TEXT EXCERPT —
--- START ---

  • Explain your concerns slowly and clearly.
  • Ensure the time and place are right. A significant family event may not be the right time.
    • Ensure it’s a two way conversation where your loved one feels involved and their opinion respected.
    • Allow them time to think, both during the conversation and afterwards.
    • Steer them towards making the decision themselves. They need to see the benefits without feeling pressured.
      • Don’t make every phone call or visit about care, but do bring it up regularly.
      • Avoid talking about care support when your loved one is worrying about something else.

      Always involve the person needing care if possible

      Above all else listen, to understand their concerns and what lies deeper behind the surfacing objections. It could be pride, vulnerability, security or something else at the heart of it. Your loved ones may be confused, scared and feeling overwhelmed.

      They will need reassurance that you will be there to help them. Knowing the root of what you are dealing with will help and enable you to further research or to put forward clear positives.

      Avoid information overload. Sharing information about care options can be helpful, but can be overwhelming. This may lead to them becoming defensive.

      Put yourself in your loved ones shoes. How would you feel and think if you were them? 

      Be positive

      Talk about how important they are to you and how much you want to support them.

      • Keeping your independence. Accepting care, especially if it is care at home, can enhance your life enabling you to keep up with hobbies and preserving your independence. Having support with everyday tasks can make your day much more manageable.
      • An extra pair of hands may help you do the things you really want or just their everyday tasks. Some elderly people are intimidated by the prospect of somebody coming in to “look after” them, but are quite keen on the idea of help with some housekeeping
      • Having company on a regular basis with a welcoming companion. For several people, engaging in conversations with a younger carer can serve as a refreshing experience and really brighten their day reducing loneliness. Find out more here about Companionship care.

      Discuss exactly what a carer may help with. Do be specific so they can understand where a carer may add value and support.

--- END ---

ACTION ITEM A —
Answer these questions from the text on talking with a loved one about care:
(i) According to the text, what may a significant family event not be?
(ii) What does the text say could be at the heart of the surfacing objections?
(iii) What may information overload lead to?
ACTION ITEM B — Extend the text on talking with a loved one about care, picking up after its last sentence.

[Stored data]

--- START ---

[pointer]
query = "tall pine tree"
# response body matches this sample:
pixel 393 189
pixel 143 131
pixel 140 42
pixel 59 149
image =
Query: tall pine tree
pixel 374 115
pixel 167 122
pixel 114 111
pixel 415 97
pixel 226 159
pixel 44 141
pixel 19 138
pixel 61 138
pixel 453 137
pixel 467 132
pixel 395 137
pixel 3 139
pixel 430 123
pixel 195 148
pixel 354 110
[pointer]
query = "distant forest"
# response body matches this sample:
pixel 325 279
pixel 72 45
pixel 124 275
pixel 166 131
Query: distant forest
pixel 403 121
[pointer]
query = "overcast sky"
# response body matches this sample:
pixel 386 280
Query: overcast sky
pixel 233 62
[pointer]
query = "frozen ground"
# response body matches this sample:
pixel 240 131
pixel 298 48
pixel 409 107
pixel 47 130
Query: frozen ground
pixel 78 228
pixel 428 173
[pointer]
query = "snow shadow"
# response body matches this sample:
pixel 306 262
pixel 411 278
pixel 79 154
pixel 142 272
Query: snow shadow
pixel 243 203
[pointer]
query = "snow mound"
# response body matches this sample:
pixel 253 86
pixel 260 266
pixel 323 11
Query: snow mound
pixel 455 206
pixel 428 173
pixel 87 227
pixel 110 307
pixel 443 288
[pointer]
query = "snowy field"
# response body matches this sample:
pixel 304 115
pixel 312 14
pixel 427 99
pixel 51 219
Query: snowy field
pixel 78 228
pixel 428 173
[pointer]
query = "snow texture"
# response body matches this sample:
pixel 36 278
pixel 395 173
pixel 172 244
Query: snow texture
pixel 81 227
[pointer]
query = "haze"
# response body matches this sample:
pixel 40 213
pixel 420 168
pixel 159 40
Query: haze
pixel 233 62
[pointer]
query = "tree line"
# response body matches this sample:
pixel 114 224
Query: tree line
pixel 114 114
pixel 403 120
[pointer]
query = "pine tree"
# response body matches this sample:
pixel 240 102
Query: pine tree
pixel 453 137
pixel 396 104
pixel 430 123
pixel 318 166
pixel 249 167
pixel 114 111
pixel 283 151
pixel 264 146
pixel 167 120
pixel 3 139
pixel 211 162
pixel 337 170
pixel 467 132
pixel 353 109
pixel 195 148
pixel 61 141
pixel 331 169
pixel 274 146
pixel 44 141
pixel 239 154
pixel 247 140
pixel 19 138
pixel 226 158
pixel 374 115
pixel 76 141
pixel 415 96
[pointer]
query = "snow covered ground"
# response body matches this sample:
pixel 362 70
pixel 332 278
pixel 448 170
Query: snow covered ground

--- END ---

EXERCISE ANSWER A —
(i) The right time.
(ii) Pride, vulnerability, security or something else.
(iii) Them becoming defensive.

EXERCISE ANSWER B —
      Listen to understand, not to respond. Be sure to give your full attention and listen to other’s point of view.

      Keep an open mind. The conversation may not go to plan but be open to other suggestions. Your loved one and the family may need some time to think and process what you have said.

      Are your parents in denial that they need help?

      Are your parents or a vulnerable adult in denial that they need help? Maybe your siblings are in denial as well and can hinder getting your parent help. If this is the case, then you need to have examples of your parent’s declining health or compromised safety.

      • Has your parent fallen or been hospitalised recently?
      • Have they recently lost weight and don’t look healthy?
      • Are they withdrawn and missing family events?

      Denial is quite common among families. But to truly help your parent, everyone needs to understand why there is a concern.

      Keep communication open and nonjudgmental and try to stick to the facts of your parent’s behaviour that are causing concern. One issue may be that you don’t speak often enough as a family, and incidents with your parent are quickly forgotten or brushed off.

      Ask about their reasons by asking a series of questions. Understanding their objections and anxieties can enable you to offer reassurance or address their concerns effectively.

      Explain to them that their condition is deteriorating, and that it is becoming dangerous for them to have no support. They may want to talk to their GP or practice nurse about their situation,  often hearing the same thing from several people who all have your best interests at heart can be more convincing and reassuring.

      Finish on a positive note. If everyone doesn’t agree that’s ok. Focus on the areas you agree on and acknowledge the points you hadn’t considered before.